Copy verbatim the lines from the one containing "the black face" through the final line of the records below, both included.

**Records shown:**
○ ○ ○ ○ ○
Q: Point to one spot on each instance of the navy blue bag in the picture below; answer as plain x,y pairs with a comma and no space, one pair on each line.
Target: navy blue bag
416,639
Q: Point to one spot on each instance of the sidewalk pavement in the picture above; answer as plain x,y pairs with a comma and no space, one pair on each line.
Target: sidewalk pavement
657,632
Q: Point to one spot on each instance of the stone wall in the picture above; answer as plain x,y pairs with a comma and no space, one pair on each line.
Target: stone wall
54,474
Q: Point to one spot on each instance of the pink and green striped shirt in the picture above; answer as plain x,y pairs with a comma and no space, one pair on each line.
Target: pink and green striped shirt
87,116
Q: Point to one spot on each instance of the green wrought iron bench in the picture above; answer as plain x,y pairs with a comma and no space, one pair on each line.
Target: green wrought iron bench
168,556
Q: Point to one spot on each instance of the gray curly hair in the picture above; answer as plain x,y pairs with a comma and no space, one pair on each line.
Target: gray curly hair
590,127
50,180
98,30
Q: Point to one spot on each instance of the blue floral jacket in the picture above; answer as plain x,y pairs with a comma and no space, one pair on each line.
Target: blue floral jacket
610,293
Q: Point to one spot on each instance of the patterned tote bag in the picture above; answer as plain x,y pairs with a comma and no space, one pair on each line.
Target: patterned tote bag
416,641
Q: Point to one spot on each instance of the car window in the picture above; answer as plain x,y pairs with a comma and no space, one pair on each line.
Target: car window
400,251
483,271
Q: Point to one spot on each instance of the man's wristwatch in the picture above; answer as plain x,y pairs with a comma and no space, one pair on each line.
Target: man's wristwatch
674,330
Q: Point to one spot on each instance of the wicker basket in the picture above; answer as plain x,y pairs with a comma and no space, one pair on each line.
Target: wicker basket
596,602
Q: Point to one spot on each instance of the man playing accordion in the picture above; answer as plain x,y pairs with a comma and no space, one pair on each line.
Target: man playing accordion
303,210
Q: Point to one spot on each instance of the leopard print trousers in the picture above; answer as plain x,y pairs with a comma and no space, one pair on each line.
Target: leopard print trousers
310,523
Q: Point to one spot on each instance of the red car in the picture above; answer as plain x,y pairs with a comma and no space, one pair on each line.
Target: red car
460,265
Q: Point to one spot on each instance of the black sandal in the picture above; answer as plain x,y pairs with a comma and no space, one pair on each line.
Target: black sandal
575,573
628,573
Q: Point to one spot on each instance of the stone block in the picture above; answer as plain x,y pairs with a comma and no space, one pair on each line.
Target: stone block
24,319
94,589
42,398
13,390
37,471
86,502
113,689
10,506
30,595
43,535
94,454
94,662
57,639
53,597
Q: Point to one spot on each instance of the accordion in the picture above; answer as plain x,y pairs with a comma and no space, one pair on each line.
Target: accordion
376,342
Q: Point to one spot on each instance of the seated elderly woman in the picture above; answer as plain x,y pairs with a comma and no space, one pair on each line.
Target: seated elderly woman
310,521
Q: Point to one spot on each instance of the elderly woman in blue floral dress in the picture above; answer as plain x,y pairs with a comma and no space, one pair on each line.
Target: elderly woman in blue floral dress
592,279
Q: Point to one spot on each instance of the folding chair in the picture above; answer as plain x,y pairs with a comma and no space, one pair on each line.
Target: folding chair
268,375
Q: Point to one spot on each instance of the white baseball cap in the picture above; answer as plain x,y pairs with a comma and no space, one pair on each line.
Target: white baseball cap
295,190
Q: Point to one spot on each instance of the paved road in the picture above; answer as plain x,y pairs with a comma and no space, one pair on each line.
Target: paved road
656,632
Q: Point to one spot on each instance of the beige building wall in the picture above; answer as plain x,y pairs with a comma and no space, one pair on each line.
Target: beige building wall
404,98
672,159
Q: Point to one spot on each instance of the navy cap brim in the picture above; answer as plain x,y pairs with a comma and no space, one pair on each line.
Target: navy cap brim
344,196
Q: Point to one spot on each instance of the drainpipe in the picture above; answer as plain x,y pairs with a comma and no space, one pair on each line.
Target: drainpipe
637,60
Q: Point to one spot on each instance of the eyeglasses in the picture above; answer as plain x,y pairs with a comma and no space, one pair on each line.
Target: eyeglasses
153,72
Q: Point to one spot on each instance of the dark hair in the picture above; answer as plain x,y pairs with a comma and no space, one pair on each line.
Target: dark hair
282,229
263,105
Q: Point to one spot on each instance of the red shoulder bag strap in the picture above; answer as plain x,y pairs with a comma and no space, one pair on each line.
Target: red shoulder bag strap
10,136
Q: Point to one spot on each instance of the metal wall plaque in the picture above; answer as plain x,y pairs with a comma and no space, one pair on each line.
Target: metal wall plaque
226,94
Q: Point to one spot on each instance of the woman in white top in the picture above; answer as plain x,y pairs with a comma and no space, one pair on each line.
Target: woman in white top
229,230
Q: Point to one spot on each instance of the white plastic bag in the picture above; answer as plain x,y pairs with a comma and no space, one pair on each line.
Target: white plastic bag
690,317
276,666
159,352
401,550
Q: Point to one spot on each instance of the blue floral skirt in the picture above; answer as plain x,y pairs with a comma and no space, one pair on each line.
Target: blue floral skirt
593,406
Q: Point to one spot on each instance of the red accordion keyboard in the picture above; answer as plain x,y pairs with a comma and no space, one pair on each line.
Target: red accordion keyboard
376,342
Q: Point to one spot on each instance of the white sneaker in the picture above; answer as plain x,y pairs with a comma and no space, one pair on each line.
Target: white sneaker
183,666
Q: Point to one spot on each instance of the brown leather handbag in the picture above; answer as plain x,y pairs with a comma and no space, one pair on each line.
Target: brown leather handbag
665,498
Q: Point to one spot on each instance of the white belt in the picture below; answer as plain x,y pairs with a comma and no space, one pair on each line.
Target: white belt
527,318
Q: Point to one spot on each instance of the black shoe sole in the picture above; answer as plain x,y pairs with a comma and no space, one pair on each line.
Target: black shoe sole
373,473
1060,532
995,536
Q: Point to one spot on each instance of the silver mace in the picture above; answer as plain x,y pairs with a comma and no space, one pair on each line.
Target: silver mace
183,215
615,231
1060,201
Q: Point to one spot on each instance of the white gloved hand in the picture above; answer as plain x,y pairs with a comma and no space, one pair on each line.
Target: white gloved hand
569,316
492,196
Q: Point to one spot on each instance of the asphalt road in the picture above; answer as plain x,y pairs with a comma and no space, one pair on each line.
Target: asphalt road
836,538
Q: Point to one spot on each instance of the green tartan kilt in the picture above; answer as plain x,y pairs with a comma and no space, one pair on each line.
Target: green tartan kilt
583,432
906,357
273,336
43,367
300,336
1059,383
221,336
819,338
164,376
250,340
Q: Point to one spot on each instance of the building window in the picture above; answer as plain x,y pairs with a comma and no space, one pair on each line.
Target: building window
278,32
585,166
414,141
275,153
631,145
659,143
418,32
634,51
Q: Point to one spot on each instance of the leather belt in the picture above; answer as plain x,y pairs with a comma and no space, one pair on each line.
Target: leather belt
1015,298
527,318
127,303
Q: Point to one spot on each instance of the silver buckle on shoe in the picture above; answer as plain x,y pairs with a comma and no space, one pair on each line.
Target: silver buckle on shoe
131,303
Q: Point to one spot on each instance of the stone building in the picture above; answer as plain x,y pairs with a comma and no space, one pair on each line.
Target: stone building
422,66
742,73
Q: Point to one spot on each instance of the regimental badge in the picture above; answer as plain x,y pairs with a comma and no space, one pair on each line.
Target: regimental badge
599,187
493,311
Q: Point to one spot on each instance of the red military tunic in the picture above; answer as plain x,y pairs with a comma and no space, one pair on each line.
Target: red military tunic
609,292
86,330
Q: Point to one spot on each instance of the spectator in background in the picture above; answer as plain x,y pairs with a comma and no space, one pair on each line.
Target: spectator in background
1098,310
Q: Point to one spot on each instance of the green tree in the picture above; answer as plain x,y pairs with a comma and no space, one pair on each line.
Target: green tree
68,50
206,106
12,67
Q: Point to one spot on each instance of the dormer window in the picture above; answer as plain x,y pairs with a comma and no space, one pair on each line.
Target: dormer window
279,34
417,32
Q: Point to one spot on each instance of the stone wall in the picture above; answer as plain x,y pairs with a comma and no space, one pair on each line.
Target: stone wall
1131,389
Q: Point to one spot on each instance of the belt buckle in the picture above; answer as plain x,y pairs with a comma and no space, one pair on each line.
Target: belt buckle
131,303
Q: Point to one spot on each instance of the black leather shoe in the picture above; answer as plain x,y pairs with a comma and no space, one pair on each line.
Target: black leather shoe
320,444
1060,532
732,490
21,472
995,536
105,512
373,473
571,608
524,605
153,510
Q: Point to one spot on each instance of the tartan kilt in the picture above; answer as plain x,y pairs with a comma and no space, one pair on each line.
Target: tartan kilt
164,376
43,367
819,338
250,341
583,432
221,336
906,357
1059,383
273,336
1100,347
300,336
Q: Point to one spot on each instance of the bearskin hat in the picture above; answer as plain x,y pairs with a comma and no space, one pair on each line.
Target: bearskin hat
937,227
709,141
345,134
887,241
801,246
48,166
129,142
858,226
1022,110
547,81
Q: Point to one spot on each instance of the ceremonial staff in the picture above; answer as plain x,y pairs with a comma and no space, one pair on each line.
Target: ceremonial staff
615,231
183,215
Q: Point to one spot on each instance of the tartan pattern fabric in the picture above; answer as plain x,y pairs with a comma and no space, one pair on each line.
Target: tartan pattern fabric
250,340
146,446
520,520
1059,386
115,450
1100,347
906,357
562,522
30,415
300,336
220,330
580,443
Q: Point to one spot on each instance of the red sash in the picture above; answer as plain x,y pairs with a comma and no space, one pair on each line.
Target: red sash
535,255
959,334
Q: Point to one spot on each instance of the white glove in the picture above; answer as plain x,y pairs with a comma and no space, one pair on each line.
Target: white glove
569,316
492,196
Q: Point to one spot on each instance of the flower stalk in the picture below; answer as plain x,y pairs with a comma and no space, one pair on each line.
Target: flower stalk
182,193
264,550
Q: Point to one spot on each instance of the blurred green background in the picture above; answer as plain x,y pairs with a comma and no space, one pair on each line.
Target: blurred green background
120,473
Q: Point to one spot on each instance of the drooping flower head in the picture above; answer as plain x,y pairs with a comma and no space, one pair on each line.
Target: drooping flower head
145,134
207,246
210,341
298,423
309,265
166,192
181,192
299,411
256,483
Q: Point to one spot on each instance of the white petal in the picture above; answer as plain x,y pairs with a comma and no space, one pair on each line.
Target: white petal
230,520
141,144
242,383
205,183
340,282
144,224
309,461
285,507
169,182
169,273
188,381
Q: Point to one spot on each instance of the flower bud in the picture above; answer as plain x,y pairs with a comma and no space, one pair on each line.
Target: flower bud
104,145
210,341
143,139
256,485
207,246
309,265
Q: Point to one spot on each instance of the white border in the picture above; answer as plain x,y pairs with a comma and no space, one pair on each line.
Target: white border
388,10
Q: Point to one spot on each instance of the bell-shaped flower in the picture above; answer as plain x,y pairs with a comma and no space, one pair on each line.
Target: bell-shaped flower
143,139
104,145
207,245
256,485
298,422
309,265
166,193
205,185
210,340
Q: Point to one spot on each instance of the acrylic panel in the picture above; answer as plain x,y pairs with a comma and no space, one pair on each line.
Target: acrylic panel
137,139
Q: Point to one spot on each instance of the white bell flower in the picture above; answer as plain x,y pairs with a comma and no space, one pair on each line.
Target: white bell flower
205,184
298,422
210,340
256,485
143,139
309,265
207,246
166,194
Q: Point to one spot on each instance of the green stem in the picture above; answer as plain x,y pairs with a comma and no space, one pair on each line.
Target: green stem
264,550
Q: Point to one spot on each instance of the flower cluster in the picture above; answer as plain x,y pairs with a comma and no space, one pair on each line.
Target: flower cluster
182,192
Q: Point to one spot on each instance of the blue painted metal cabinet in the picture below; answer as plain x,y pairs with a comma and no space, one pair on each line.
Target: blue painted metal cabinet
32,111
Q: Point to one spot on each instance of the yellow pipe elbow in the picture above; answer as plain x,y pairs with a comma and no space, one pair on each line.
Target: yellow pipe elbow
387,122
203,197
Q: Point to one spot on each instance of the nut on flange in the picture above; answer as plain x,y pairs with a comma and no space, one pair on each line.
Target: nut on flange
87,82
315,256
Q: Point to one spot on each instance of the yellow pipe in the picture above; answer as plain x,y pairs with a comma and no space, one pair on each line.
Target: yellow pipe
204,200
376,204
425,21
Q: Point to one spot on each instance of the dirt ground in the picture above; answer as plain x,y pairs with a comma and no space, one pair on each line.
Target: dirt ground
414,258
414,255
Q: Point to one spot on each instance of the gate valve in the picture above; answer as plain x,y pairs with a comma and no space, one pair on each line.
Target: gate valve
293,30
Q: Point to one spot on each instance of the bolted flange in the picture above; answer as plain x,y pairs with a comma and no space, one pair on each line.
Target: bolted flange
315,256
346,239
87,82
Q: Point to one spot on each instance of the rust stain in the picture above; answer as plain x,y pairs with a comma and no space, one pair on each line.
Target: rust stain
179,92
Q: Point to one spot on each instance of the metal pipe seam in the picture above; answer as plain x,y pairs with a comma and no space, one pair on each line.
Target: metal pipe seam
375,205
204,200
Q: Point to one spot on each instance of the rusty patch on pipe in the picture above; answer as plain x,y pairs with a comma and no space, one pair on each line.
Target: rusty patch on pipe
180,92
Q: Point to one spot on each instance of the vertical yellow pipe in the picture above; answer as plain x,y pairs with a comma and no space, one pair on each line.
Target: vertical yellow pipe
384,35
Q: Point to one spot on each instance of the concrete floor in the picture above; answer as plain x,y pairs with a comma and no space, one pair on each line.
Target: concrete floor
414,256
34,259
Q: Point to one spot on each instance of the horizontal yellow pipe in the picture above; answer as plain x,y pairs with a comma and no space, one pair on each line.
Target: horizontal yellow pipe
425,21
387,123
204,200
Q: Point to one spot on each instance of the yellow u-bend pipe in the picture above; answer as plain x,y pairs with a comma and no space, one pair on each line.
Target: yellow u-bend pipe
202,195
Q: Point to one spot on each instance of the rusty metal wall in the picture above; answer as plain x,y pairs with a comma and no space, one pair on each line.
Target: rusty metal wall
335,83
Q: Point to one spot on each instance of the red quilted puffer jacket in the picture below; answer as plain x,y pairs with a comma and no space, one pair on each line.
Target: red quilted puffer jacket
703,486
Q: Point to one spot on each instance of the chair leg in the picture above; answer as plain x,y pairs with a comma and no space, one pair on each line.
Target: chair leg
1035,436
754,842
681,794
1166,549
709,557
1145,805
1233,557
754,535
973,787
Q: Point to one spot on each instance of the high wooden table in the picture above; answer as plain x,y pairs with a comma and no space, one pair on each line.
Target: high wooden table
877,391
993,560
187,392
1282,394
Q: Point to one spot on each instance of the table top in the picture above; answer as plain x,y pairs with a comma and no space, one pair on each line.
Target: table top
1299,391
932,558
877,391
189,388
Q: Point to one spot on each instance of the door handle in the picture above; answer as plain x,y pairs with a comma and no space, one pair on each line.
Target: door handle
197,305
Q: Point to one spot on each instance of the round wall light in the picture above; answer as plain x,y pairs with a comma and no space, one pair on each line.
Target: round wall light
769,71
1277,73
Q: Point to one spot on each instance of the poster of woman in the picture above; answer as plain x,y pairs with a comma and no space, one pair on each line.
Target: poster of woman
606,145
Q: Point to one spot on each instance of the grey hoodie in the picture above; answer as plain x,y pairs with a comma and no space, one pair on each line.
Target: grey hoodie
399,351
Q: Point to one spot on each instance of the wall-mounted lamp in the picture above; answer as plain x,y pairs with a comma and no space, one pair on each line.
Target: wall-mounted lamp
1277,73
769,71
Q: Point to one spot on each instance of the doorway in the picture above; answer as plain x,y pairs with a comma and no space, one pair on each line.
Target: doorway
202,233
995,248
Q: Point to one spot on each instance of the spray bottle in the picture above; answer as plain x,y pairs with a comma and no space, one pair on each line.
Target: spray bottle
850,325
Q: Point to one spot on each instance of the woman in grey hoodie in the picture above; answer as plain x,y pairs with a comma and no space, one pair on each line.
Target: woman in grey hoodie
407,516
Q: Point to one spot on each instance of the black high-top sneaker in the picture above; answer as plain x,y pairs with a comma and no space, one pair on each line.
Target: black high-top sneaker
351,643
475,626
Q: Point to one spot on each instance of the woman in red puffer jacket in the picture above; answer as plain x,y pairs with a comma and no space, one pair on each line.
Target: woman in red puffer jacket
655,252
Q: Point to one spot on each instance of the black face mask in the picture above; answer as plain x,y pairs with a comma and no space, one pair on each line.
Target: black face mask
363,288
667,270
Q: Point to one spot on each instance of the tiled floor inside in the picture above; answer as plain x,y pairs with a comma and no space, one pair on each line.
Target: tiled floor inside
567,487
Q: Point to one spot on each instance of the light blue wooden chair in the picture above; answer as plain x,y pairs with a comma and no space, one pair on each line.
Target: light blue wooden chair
○ ○ ○ ○ ○
**Solution to the exercise:**
Q: Point to one spot on each instance of the black face mask in the picture above; answer as plain x,y pairs with a comma and no space, one pair on each line.
Target: black face mask
363,288
667,270
Q: Point to one spot on each instance of the tiled floor inside in the picture above; answer as plain x,y pairs with a comma and no space, one pair on each line.
Target: tiled floor inside
567,487
Q: Point to one spot on each instance of the light blue wooden chair in the picture above; answer as plain x,y pairs with a comma and no space, one pair on each line.
Target: light blue wooden chair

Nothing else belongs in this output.